* SOURCE PASSAGE *

- - -

Dev D movie Review

Anurag Kashyap is the director who can give Indian Cinema the reach it deserves at the world stage. His style of direction is exceptional, his quest for detailing his characters and his unconventional choice of music is what makes him the standout director of Bollywood. All thanks to Dev D the movie which made him an overnight star.
As Dev, the rich father’s wayward son, reaches his hometown after completing his studies in London we see how over the years he has been in touch with his childhood sweetheart Paro. How he calls her often and also both of them use Instant Messaging too.
Paro, the ‘Gaon ki chori’ isn’t actually behind in her lifestyle. She’s a free spirited woman who also falls in love with Dev just as much as Dev himself is with her. But the various situations (call it ‘misinterpretations) causes Paro to marry a rich gentleman from Delhi.

Dev, completely drowned in Paro’s love, watches her getting married. He finds solace in alcohol. His favourite Vodka mixed with coke starts becoming a habit. As Paro moves to Delhi, Dev also follows her there. Being son of a rich politician, Dev goes on a spree of self destruction portrayed to perfection by Abhay Deol.
At this tym we are introduced to Chanda, role essayed by Kalki. Her story is different. She being a teenage girl gets trapped when her MMS goes viral on the internet and how her own family starts disowning her. She goes through a lot but then decides to become a sex worker. Indeed a brutal and spine chilling portrayal.

- - -

* DATA *

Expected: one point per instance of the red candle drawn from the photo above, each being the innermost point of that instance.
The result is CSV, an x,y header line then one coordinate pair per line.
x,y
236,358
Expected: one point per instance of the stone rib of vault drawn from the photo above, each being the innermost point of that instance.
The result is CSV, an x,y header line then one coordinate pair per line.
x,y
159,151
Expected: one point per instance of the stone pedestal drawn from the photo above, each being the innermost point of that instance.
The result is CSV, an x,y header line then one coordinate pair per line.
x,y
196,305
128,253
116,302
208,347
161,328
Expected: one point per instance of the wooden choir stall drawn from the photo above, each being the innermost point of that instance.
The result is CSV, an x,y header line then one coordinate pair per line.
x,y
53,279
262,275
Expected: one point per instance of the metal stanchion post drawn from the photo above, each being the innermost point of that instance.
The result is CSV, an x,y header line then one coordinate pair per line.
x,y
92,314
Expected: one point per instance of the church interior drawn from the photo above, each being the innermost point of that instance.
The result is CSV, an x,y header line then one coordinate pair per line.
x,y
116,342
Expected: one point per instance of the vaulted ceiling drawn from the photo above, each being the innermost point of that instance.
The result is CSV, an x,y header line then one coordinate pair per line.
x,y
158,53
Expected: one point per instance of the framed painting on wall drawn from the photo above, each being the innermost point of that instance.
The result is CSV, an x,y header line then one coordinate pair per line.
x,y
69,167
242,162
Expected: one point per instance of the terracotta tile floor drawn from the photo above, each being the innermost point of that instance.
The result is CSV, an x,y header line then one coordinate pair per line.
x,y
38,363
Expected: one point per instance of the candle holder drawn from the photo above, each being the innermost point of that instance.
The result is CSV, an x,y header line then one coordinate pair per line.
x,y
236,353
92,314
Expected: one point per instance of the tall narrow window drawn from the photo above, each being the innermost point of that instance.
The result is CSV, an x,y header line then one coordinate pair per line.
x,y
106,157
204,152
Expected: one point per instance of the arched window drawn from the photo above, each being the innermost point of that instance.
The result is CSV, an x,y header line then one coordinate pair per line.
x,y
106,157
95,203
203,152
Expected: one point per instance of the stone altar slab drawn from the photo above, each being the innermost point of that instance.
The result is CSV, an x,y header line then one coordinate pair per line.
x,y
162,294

- - -

* WORK ORDER 1 *
In the Dev D review, what is Dev's favorite drink?
* WORK ORDER 2 *
Write out the Dev D review word for word, from "Paro, the ‘Gaon" up to and including "by Abhay Deol.".

* TASK RESPONSE 1 *
Vodka mixed with coke.

* TASK RESPONSE 2 *
Paro, the ‘Gaon ki chori’ isn’t actually behind in her lifestyle. She’s a free spirited woman who also falls in love with Dev just as much as Dev himself is with her. But the various situations (call it ‘misinterpretations) causes Paro to marry a rich gentleman from Delhi.

Dev, completely drowned in Paro’s love, watches her getting married. He finds solace in alcohol. His favourite Vodka mixed with coke starts becoming a habit. As Paro moves to Delhi, Dev also follows her there. Being son of a rich politician, Dev goes on a spree of self destruction portrayed to perfection by Abhay Deol.